Excerpt provided ->
---
I'm measuring the number of TLB misses for a simple microbenchmark program and I noticed for large memory segments backed by 4Kb pages, the counts for DTLB_LOAD_MISSES.WALK_COMPLETED are larger than what I would expect. In fact, the count is sometimes more than double what should occur...but this only happens when I increase the segment size to be greater than 16Gb.
I noticed that I could also use MEM_UOPS_RETIRED.STLB_MISS_LOADS to measure something similar. What I noticed is that the two counters are identical up until the segment size reaches 16Gb. From that point the two diverge, here's the data
size | wallk_compled/stlb_miss
Essentially its growing linearly as I increase the size of the segment. I've tried disabling HT and HW prefetching in the BIOS with no luck.
My main questions are: (1) What is the difference between those two counters?, and (2) What (beside the explicit instructions or mem-uops from my code) could cause an extraTLB miss/walk?
I'm using a Haswell E5-2699 and reading counters with perf using the :u modifier. Thanks for any help!
Have you tried looking at the absolute numbers of TLB misses for simple (e.g., contiguous) access patterns as a function of array size? Given the very large array sizes, I would expect contiguous accesses to flush the DTLB and STLB, leading to one DTLB miss per 4 KiB, with close to 100% STLB misses.
The Umask values for the Haswell are a little weird -- for Event 0x08, Umask 0x02 is WALK_COMPLETED_4K, Umask 0x04 is WALK_COMPLETED_2M_4M, so I would have guessed that the Umask for all WALK_COMPLETED events would be 0x06. Instead it is 0x0E, which implicitly includes Umask 0x08, which is not defined. There does not appear to be much help in looking at the definitions in similar processors -- the Umasks for this event seem to be different for each processor model.
I am having some trouble getting my test code to compile with these large array sizes, so I can't test this tonight. Maybe tomorrow...
A few smaller tests provide some interesting results....
---
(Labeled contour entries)
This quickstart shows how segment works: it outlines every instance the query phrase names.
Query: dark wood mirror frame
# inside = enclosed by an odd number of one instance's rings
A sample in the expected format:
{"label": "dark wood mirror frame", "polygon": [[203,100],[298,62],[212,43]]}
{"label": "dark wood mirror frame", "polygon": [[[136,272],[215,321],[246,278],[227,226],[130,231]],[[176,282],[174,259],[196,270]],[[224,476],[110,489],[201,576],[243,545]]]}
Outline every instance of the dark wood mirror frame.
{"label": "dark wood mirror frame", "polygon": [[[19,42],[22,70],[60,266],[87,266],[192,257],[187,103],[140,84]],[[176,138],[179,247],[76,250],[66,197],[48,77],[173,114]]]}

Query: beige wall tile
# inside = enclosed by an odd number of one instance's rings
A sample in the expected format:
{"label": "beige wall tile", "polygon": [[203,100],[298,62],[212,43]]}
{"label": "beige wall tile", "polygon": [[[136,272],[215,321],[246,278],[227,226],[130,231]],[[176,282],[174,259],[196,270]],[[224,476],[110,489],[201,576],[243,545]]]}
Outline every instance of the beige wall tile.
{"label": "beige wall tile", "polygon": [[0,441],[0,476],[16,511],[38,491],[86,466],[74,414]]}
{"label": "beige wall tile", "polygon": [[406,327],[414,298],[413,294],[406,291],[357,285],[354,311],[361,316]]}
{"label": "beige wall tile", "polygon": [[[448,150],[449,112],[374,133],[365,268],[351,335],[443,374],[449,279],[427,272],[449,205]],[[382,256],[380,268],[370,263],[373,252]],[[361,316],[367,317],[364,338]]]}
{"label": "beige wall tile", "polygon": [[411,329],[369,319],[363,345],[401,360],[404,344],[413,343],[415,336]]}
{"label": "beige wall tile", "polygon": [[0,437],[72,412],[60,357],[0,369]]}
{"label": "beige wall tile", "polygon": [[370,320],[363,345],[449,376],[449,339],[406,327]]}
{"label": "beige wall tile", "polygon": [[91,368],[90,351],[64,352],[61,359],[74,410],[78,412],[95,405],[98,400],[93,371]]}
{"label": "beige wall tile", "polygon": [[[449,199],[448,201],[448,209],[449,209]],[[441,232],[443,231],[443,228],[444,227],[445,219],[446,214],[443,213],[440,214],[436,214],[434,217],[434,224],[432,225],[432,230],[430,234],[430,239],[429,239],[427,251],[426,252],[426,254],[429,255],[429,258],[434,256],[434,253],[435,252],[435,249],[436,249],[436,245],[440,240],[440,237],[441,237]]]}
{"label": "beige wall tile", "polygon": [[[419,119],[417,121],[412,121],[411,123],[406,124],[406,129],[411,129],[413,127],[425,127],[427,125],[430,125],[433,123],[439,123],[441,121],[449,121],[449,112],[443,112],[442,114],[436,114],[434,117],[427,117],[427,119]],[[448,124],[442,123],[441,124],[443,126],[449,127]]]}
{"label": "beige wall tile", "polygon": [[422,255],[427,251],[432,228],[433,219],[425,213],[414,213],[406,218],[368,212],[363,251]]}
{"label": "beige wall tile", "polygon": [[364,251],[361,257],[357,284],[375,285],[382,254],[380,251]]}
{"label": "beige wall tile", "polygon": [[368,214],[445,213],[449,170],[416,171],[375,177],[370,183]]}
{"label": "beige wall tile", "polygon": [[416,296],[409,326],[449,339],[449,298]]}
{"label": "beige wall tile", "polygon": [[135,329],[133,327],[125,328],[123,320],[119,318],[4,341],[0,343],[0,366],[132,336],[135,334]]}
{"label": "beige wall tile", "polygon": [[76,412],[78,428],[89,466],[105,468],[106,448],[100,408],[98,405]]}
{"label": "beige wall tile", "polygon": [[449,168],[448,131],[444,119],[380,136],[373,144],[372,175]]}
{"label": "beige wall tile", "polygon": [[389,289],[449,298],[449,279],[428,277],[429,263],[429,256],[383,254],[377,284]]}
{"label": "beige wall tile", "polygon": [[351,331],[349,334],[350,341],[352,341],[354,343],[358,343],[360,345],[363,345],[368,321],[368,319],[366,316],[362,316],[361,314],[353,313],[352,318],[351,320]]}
---
Actions to take ->
(A) According to the thread, what Umask value does the Haswell use for all WALK_COMPLETED events?
(B) Quote the thread from "I noticed that" up to and including "for any help!".

List of solutions ->
(A) 0x0E

(B)
I noticed that I could also use MEM_UOPS_RETIRED.STLB_MISS_LOADS to measure something similar. What I noticed is that the two counters are identical up until the segment size reaches 16Gb. From that point the two diverge, here's the data
size | wallk_compled/stlb_miss
Essentially its growing linearly as I increase the size of the segment. I've tried disabling HT and HW prefetching in the BIOS with no luck.
My main questions are: (1) What is the difference between those two counters?, and (2) What (beside the explicit instructions or mem-uops from my code) could cause an extraTLB miss/walk?
I'm using a Haswell E5-2699 and reading counters with perf using the :u modifier. Thanks for any help!